# [PROBLEM TO SOLVE]
Copy the material below, beginning at its first line and ending at the line that contains "(1152, 339)", with the requests included. Rescale every coordinate in the answers by multiplying it by 0.2, and round each result to a whole number, with halves rounded up.

>> begin EXTRACTED INFORMATION

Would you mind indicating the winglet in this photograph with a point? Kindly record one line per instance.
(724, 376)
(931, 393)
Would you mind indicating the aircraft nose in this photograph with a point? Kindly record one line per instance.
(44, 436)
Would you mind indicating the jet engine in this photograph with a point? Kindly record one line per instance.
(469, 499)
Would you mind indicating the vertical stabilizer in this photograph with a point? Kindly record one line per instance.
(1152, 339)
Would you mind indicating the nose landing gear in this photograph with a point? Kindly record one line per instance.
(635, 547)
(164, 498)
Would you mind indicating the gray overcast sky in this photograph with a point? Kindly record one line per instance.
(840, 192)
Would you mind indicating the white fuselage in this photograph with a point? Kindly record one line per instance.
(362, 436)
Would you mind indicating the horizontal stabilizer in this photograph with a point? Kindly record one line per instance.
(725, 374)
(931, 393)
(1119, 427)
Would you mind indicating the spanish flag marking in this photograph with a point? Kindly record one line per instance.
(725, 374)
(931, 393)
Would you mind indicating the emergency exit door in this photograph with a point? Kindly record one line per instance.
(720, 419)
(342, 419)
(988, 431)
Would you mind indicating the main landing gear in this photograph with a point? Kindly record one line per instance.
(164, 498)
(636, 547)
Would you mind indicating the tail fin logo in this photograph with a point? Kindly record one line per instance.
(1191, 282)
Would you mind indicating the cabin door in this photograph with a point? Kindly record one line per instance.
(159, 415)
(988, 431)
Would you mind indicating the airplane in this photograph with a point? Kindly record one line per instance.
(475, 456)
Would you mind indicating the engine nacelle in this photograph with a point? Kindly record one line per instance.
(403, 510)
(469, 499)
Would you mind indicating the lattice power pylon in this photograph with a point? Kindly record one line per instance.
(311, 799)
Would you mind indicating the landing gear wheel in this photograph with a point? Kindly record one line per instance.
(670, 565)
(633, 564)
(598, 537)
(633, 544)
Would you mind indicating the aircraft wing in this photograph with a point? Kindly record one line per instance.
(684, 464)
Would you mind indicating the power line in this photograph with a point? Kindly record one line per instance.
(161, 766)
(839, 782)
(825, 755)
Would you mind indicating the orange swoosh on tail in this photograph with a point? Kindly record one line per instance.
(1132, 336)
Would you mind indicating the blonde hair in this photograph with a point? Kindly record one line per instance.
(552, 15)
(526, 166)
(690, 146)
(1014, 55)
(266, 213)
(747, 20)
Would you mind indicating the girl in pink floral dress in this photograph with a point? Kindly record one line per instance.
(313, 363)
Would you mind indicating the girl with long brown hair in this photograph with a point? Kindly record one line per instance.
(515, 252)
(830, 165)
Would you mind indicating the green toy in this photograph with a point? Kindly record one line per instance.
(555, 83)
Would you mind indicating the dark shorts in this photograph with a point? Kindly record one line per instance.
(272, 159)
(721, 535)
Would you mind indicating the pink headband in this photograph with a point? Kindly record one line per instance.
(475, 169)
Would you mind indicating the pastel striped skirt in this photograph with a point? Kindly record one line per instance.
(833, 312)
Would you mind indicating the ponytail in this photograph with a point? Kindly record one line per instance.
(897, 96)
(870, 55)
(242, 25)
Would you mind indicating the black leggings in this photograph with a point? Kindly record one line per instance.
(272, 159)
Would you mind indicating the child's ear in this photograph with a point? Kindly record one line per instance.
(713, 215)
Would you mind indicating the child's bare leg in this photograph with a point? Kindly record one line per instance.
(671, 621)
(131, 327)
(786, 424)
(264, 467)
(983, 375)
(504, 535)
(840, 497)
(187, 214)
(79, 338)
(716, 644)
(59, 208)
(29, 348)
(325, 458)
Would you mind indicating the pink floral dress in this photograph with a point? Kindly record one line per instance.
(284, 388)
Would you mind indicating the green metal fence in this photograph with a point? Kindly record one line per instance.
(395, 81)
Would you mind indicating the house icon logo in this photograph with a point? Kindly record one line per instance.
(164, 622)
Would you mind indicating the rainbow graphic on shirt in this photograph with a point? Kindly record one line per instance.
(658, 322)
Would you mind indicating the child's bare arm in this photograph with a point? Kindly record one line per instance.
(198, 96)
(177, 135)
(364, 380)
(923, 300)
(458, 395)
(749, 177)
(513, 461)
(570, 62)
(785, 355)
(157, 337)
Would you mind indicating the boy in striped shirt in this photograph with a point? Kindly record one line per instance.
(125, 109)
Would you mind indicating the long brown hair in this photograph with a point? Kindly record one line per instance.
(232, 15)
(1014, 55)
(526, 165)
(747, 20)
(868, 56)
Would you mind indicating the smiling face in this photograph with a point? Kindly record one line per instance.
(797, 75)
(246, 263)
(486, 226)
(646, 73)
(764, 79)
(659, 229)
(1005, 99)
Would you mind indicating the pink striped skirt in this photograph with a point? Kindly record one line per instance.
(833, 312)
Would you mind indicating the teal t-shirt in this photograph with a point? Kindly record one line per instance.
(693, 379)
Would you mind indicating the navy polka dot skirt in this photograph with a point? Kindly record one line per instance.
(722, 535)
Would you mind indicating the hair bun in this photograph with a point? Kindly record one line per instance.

>> end EXTRACTED INFORMATION

# [COMPLETE OUTPUT]
Would you mind indicating the winglet in this photograph with a point? Kindly record one line per instance.
(145, 75)
(186, 79)
Would you mind indicating the aircraft nose in this photograph with a point? Kindly record one line per instance.
(9, 87)
Would you mind indicating the jet engine in this photograph with a point? Kindly record one line per instance.
(94, 100)
Would you mind indicating the vertical stabilizer in this photograph with a point? Kindly record one line per instance.
(230, 68)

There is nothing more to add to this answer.